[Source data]
******************************

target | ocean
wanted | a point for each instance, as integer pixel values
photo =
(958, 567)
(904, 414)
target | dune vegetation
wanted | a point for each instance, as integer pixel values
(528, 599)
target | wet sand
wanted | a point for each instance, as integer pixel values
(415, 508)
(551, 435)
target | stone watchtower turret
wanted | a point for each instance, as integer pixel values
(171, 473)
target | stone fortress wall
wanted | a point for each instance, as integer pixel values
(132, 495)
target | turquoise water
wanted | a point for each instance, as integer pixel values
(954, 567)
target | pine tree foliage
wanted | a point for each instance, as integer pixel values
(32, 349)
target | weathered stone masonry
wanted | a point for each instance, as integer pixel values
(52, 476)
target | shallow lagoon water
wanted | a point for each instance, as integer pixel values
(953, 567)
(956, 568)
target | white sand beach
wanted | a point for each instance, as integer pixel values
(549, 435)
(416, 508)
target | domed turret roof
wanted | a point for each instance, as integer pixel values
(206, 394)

******************************

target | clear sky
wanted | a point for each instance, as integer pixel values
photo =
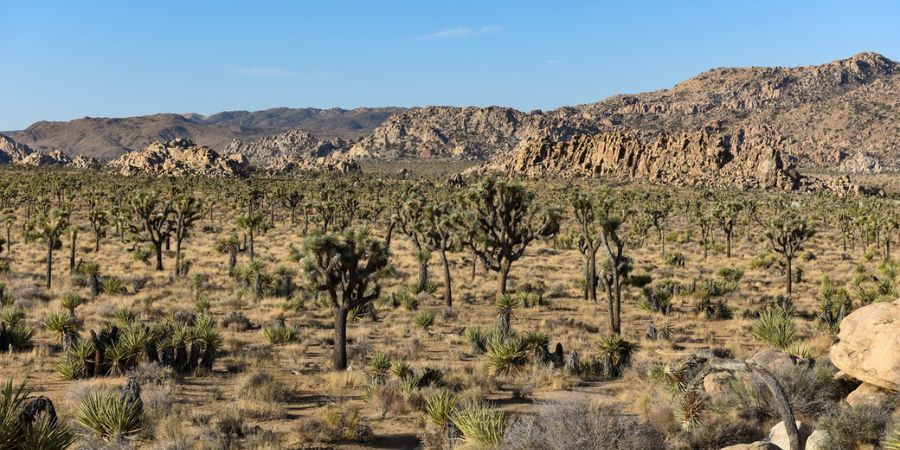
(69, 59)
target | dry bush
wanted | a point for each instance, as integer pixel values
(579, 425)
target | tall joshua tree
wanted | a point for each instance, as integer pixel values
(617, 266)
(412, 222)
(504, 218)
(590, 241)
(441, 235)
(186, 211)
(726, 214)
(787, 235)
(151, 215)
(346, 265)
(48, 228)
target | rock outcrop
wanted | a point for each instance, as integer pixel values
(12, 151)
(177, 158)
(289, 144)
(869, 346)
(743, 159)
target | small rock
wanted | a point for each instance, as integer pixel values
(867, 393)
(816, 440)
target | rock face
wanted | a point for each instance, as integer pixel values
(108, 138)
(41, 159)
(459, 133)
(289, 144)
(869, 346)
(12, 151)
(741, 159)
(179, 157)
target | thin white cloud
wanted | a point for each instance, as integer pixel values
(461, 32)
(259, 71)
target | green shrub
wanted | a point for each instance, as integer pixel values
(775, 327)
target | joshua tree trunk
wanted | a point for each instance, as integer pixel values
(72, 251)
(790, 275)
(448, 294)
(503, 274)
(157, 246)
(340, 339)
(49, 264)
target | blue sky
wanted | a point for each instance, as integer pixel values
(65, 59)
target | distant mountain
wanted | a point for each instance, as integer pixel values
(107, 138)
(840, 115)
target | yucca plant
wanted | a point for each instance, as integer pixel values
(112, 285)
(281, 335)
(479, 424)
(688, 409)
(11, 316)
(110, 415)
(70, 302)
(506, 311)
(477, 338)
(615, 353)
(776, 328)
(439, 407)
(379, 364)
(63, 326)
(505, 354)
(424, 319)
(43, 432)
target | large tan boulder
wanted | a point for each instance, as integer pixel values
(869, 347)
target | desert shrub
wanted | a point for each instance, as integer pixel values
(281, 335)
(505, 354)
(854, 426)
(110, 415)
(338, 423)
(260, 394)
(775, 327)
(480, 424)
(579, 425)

******************************

About this exercise
Check each line above for the word "tree" and copy every line that has it.

Your solution
target | pine tree foliage
target | tall joshua tree
target | joshua tree trunk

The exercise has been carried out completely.